Please transcribe the following records in full, exactly as given.

● ● ● ●

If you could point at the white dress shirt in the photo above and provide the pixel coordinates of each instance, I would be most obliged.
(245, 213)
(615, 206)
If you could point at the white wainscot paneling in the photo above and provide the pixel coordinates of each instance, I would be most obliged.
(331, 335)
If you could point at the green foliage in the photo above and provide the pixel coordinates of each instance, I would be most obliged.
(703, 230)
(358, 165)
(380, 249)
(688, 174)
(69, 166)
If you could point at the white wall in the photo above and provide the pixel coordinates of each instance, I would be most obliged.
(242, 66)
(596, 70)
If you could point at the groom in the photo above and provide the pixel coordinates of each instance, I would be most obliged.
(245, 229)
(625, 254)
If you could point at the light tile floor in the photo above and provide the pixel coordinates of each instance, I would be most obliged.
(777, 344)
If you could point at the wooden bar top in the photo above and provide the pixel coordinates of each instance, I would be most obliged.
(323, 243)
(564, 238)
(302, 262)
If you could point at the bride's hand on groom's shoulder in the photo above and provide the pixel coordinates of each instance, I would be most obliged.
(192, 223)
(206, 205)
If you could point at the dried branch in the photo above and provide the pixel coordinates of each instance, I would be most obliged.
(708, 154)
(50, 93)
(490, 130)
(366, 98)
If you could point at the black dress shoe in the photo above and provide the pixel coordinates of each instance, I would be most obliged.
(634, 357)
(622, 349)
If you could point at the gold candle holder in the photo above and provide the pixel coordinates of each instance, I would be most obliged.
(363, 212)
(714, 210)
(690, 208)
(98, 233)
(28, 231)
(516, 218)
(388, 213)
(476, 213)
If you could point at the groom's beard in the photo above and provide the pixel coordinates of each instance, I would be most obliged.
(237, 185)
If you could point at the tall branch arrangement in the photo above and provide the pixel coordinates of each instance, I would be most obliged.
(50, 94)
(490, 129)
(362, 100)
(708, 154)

● ● ● ●

#### FINAL ANSWER:
If you could point at the white dress shirt in the photo above and provide the pixel coordinates of each instance, I would be most obliged.
(245, 213)
(615, 206)
If you could point at the white wainscot paneling in the photo above and provide the pixel coordinates of each instance, I would be most obliged.
(331, 335)
If you could point at the green foliage in the photo above and provide the pixel coordinates of each instance, I would be most obliged.
(703, 230)
(358, 165)
(380, 249)
(688, 174)
(69, 166)
If you could point at the white wall in the photo above and provide the pixel coordinates of each instance, I would be most obliged.
(242, 66)
(596, 70)
If you could point at the groom in the photo above and provide the pixel coordinates of each instance, I would be most obliged.
(245, 229)
(625, 254)
If you could point at the light tile floor in the photo above and provide the pixel coordinates of each instance, I would be most obliged.
(777, 344)
If you could point at the wooden bar top in the photo above and provide the pixel coordinates of each instance, I would be most obliged.
(323, 243)
(564, 238)
(302, 262)
If you could point at the bride's hand on groom's shoulder in the photo above and provide the pixel coordinates of each instance, I would be most obliged.
(192, 223)
(206, 205)
If you could point at the dried branch in the photo above and provide the pixel coordinates of each instance, I would be most obliged.
(708, 154)
(50, 93)
(490, 130)
(366, 98)
If you could point at the black dress shoe in the photo above and provide the pixel coordinates of each instance, I would be most obliged.
(634, 357)
(622, 349)
If you could point at the gold candle holder in the photo above and provide the pixel coordinates of each instance, I would be most obliged.
(363, 212)
(714, 210)
(690, 208)
(98, 233)
(28, 231)
(516, 218)
(388, 213)
(476, 213)
If you could point at the groom's beard in the photo above and provide the pixel coordinates of each instance, I would be most obliged.
(237, 185)
If you could point at the tall branch arrangement in the photo above and provide the pixel coordinates of each instance, I would be most obliged.
(50, 94)
(490, 129)
(362, 100)
(708, 154)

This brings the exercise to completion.